(Beginning of EXERCISE INPUTS)
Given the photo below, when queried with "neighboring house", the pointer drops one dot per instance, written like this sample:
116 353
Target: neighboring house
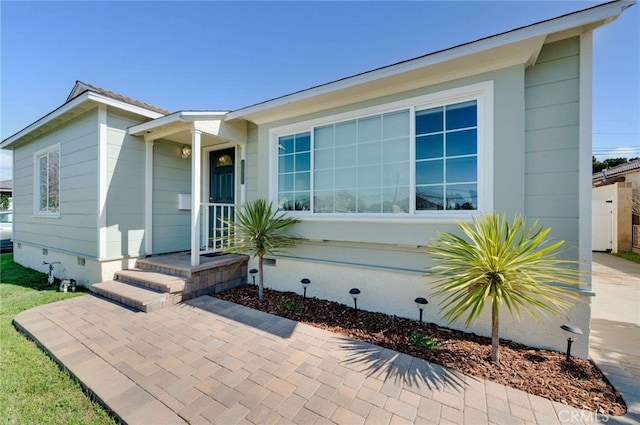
374 165
616 222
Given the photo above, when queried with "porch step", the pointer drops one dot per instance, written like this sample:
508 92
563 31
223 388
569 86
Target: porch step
157 281
142 299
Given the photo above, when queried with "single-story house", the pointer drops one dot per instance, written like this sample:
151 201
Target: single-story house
616 208
373 164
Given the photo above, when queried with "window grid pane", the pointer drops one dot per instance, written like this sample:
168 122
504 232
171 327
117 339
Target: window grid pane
447 157
294 167
49 182
370 160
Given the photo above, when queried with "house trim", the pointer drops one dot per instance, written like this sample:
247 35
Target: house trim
102 181
196 194
148 206
584 154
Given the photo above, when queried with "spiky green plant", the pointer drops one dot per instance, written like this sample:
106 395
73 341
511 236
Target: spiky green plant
258 229
501 263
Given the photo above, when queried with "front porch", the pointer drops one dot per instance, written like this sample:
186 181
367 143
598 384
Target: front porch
216 150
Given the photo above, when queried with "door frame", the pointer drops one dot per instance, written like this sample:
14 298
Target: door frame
239 189
206 165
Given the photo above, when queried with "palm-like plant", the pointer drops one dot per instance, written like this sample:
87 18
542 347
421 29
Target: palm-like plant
258 229
504 264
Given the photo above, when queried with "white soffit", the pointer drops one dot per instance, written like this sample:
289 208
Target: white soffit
69 110
520 46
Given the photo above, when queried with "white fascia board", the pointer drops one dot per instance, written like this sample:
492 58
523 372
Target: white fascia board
70 106
180 116
599 14
56 113
138 110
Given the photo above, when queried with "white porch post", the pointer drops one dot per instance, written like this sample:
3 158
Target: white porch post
148 201
196 192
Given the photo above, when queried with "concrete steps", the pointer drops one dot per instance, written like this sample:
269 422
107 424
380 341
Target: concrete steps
142 290
139 298
165 280
149 279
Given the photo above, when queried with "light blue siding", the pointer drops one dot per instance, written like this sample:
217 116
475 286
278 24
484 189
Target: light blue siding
171 176
125 188
74 231
552 139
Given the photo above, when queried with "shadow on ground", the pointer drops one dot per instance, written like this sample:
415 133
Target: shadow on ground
387 364
270 323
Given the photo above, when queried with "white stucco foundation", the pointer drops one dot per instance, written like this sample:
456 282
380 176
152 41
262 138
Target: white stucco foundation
394 293
92 271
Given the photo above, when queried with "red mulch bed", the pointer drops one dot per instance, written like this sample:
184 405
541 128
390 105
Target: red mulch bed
545 373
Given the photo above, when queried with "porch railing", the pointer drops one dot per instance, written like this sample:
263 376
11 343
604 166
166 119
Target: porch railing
214 231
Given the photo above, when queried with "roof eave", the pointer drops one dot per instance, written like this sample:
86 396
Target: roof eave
588 18
180 116
75 103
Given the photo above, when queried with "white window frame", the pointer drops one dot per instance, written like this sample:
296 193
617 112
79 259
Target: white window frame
481 92
37 177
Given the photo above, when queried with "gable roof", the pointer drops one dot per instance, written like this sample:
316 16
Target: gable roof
519 46
82 98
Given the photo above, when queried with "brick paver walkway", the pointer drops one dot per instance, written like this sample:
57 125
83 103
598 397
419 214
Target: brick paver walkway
210 361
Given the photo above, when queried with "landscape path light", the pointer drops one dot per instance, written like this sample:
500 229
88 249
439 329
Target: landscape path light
305 284
354 294
421 303
253 273
570 330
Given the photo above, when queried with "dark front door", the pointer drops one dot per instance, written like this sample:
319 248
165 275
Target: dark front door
222 179
221 191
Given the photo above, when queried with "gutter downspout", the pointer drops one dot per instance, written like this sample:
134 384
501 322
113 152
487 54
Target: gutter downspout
148 201
196 186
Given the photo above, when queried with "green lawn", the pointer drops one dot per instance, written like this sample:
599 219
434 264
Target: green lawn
628 255
33 390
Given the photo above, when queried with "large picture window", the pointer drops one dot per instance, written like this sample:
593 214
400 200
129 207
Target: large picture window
418 157
48 181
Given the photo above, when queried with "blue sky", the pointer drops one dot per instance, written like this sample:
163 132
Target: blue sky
225 55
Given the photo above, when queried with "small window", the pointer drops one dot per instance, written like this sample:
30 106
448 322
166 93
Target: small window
447 157
48 181
224 161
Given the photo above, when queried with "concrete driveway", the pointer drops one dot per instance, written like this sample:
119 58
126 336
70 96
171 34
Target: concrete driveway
615 314
615 328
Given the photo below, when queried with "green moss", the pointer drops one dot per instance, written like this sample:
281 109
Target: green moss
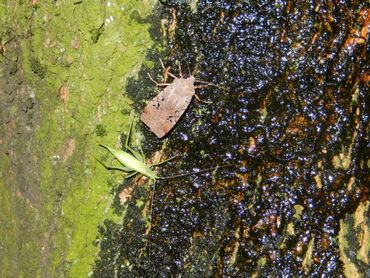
74 188
37 68
100 130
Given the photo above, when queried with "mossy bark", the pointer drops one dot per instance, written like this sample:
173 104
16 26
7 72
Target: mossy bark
63 72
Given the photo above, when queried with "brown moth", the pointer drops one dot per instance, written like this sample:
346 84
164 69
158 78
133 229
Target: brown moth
164 110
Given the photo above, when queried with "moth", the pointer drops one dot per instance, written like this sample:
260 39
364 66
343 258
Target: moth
163 112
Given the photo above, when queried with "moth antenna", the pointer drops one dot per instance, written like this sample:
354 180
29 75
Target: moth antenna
201 100
151 214
196 172
156 83
164 68
195 70
180 72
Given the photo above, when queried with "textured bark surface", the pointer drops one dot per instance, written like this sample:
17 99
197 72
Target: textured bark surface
63 70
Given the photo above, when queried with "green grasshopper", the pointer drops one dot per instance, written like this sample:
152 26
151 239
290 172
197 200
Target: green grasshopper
134 163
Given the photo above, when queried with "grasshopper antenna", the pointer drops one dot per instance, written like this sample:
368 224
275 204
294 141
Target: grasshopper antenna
196 172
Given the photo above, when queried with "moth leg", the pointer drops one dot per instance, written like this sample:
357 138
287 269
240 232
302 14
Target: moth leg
156 83
129 130
201 100
131 175
109 167
164 161
136 154
127 147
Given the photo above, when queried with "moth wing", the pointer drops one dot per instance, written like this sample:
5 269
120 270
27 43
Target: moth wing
164 110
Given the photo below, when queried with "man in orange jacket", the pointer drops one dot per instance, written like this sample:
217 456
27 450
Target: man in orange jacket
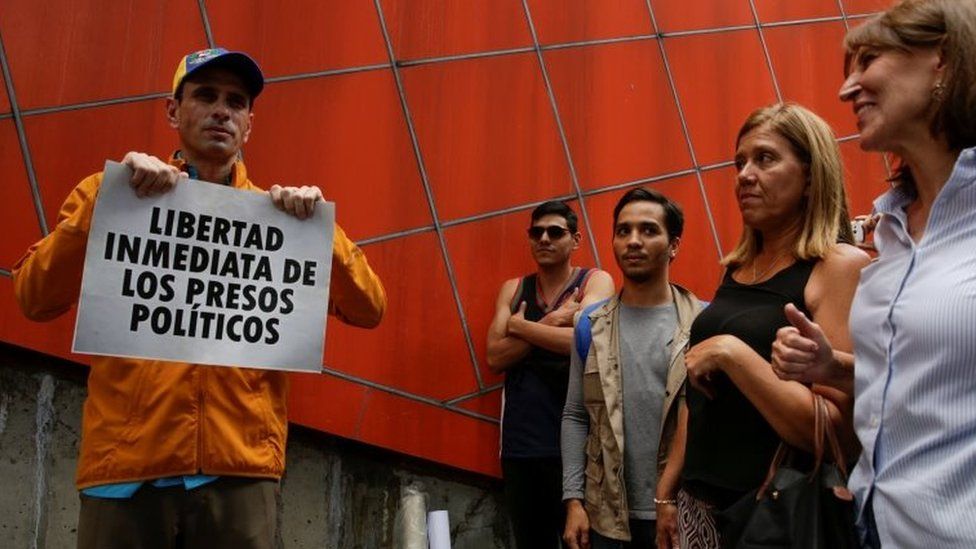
173 454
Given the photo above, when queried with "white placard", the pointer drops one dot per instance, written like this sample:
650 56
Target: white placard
204 274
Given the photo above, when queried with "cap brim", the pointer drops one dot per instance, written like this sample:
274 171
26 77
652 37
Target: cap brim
240 64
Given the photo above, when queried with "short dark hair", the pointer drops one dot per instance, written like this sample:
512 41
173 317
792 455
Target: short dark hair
674 218
556 207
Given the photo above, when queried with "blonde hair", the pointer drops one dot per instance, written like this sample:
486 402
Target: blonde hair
825 206
949 25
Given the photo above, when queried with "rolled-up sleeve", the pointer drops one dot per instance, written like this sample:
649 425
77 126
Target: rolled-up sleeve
575 428
356 295
47 279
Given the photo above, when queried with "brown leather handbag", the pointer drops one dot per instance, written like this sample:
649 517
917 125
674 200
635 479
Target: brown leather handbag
797 509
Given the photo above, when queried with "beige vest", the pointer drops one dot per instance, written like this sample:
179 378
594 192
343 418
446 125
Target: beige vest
605 495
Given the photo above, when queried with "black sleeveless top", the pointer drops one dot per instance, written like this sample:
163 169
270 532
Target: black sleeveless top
535 388
730 444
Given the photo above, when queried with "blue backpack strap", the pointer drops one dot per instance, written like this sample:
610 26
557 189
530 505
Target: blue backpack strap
582 335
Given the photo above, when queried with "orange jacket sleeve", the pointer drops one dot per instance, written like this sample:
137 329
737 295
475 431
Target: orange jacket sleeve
47 279
356 295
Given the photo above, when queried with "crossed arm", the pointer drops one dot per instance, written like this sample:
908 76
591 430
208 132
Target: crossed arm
511 336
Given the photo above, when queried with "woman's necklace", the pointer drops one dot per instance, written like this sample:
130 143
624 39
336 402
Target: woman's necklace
756 276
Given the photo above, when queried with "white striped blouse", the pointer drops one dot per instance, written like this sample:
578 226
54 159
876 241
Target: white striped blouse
913 321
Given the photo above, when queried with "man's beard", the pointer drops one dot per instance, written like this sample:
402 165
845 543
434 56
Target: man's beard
640 276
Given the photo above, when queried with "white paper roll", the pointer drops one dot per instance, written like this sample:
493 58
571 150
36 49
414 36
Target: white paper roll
438 530
411 520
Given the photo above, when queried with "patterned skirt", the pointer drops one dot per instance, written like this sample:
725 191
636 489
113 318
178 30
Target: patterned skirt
696 523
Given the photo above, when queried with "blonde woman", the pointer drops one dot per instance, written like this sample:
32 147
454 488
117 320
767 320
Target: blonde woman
912 84
789 189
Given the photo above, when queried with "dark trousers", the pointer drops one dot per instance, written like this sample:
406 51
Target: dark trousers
229 513
533 494
643 534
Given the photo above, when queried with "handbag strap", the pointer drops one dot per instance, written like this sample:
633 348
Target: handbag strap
831 436
823 432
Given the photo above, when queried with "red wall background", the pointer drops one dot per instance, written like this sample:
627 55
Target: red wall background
435 125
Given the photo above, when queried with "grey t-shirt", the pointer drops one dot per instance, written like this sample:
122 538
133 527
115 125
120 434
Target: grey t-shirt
644 336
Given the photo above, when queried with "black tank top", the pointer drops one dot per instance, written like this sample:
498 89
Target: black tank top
535 388
730 444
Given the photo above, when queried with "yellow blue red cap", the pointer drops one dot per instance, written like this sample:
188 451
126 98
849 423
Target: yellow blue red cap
237 62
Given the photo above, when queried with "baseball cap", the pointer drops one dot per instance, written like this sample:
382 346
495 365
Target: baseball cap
237 62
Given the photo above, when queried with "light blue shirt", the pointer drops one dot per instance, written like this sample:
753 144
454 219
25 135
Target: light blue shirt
125 490
913 322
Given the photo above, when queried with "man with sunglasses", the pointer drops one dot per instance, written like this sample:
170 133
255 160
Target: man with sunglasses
529 341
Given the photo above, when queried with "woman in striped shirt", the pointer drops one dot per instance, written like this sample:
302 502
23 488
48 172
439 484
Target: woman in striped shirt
912 83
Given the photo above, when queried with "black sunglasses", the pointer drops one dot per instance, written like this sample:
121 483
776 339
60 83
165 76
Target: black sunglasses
555 232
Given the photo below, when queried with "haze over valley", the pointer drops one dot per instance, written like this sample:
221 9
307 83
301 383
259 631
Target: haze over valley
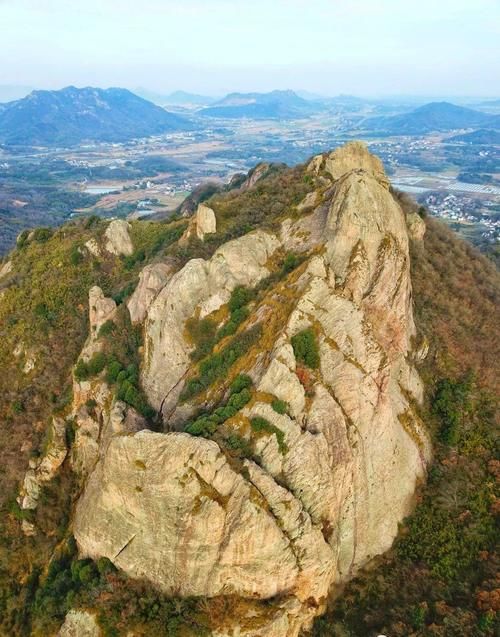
(End of EXERCISE INPUTS)
* WHAT IS EXPECTED *
Wherever the word "valley" appears in a line of the data above, copy that line.

* OUTPUT OF THE EXERCISE *
Given the photo below, when queried with "haze over valley", the pointer drops one dot per instance, written like this sample:
Target: haze over valley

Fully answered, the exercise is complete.